== SELECTION ==

============

Posted 08 March 2019 by Matt / In Caol Ila
The Dramble reviews Port Askaig 19 year old

Bottle Name: Port Askaig 19 year old

ABV: 50.4%
Distillery: Caol Ila
Bottler: Elixir Distillers
Region: Islay Age: 19

Whilst the secondary whisky market has become something of a hot mess that regularly seems to defy all sense and logic, it’s the retail world that directly affects most enthusiasts. The two, alongside the producers themselves are now part of an inherently connected ecosystem -  the fates of one directly impacting on another. Make no mistake, some folks are raking in the £s hand over fist – but, it’s wrong to just blame ‘dirty flippers’ for the currently overheated market – everything is associated and price escalation is occurring throughout the supply chain.

It's an error to look back 20 years to when my interest in whisky first started to bloom and bemoan price rises. Doing so over a two decade period seems frankly churlish. But, when you take a more smaller, much more recent period of time, some of the price rises we are witnessing are starting to look incredibly stark – case in point – Port Askaig 19 year old.

============

== SET EXERCISE 1 ==
Which rows below contain the string "striped"? Gather every such row and copy it out.

============

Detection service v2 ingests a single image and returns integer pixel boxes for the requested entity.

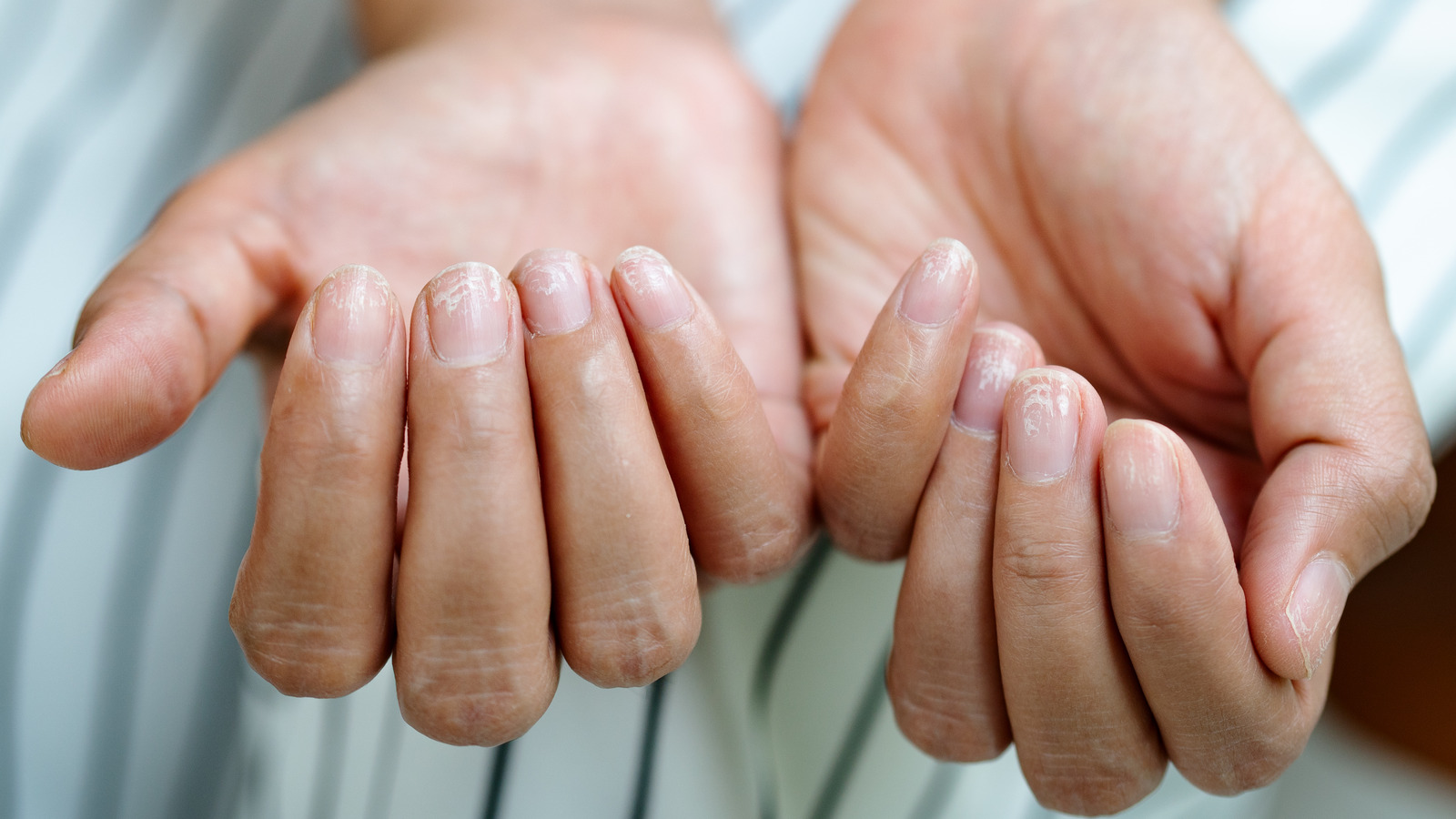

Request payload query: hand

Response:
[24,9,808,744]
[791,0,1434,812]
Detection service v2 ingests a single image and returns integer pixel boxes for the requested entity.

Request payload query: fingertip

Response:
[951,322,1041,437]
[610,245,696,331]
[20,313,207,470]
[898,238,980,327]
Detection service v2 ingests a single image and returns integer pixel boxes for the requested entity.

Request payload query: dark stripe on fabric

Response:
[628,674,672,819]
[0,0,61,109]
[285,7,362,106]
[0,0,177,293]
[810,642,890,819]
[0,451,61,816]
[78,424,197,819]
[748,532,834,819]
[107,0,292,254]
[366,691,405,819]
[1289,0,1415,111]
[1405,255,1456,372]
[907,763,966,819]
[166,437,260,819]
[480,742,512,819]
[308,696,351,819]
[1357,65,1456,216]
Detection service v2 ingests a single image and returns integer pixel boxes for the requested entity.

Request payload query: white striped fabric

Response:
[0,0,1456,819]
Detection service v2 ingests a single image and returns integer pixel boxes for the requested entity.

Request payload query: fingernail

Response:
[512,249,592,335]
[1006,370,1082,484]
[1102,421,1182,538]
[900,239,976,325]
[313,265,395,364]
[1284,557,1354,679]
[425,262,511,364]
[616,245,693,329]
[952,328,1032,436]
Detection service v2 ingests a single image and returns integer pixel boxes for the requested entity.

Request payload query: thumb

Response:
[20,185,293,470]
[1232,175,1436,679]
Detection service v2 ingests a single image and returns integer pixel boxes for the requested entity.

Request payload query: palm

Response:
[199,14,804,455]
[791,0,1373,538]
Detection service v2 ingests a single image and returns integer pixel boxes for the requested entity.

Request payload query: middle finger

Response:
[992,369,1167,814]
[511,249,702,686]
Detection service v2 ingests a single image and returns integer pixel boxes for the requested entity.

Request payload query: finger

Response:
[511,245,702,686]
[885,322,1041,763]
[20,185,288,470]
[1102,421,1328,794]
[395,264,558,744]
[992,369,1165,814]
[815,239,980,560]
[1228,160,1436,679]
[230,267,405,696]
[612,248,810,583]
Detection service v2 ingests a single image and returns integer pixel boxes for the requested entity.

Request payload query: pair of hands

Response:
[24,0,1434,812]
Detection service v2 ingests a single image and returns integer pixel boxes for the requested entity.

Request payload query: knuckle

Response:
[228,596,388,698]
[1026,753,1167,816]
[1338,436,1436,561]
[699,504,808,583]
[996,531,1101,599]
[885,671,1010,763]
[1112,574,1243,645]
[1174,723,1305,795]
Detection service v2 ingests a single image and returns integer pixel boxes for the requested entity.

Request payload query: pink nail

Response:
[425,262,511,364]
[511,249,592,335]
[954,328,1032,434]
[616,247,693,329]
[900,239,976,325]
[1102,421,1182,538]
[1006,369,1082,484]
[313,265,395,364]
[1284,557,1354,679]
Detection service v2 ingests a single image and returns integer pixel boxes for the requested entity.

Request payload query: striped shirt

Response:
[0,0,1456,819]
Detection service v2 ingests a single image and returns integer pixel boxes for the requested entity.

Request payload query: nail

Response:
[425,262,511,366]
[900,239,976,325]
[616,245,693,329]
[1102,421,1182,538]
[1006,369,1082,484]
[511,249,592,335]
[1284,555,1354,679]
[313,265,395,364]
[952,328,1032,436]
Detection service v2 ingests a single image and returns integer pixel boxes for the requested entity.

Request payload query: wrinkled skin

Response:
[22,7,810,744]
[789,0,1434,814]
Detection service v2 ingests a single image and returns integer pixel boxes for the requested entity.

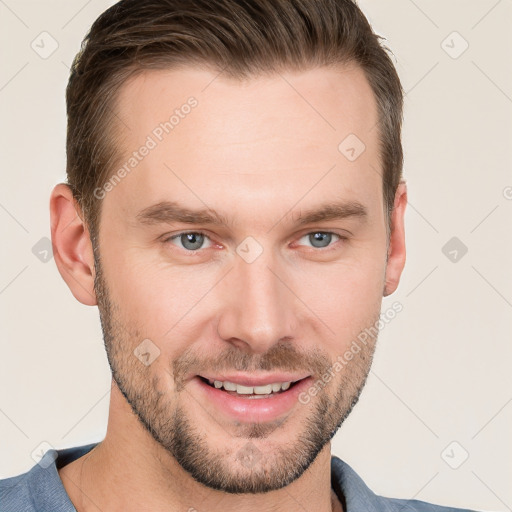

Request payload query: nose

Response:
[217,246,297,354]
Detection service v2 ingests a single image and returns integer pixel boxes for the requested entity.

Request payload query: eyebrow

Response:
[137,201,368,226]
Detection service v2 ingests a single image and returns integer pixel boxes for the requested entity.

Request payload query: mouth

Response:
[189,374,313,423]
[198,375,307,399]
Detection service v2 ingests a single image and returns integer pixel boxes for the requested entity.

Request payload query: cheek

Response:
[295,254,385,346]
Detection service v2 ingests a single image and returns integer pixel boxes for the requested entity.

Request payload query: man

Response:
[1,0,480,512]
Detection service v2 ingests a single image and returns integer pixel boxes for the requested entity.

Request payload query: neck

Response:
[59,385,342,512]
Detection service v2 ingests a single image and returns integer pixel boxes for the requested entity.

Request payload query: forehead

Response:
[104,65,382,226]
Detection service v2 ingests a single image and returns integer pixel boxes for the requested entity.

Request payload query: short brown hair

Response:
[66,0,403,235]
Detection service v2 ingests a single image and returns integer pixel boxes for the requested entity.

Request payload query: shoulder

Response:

============

== SET EXERCISE 2 ==
Which labels followed by a colon appear in the bottle details near the top of the whisky review above?

== TASK OUTPUT 1 ==
Request payload query: white striped fabric
Request payload query: striped shirt

== TASK OUTPUT 2 ==
Bottle Name, ABV, Distillery, Bottler, Region, Age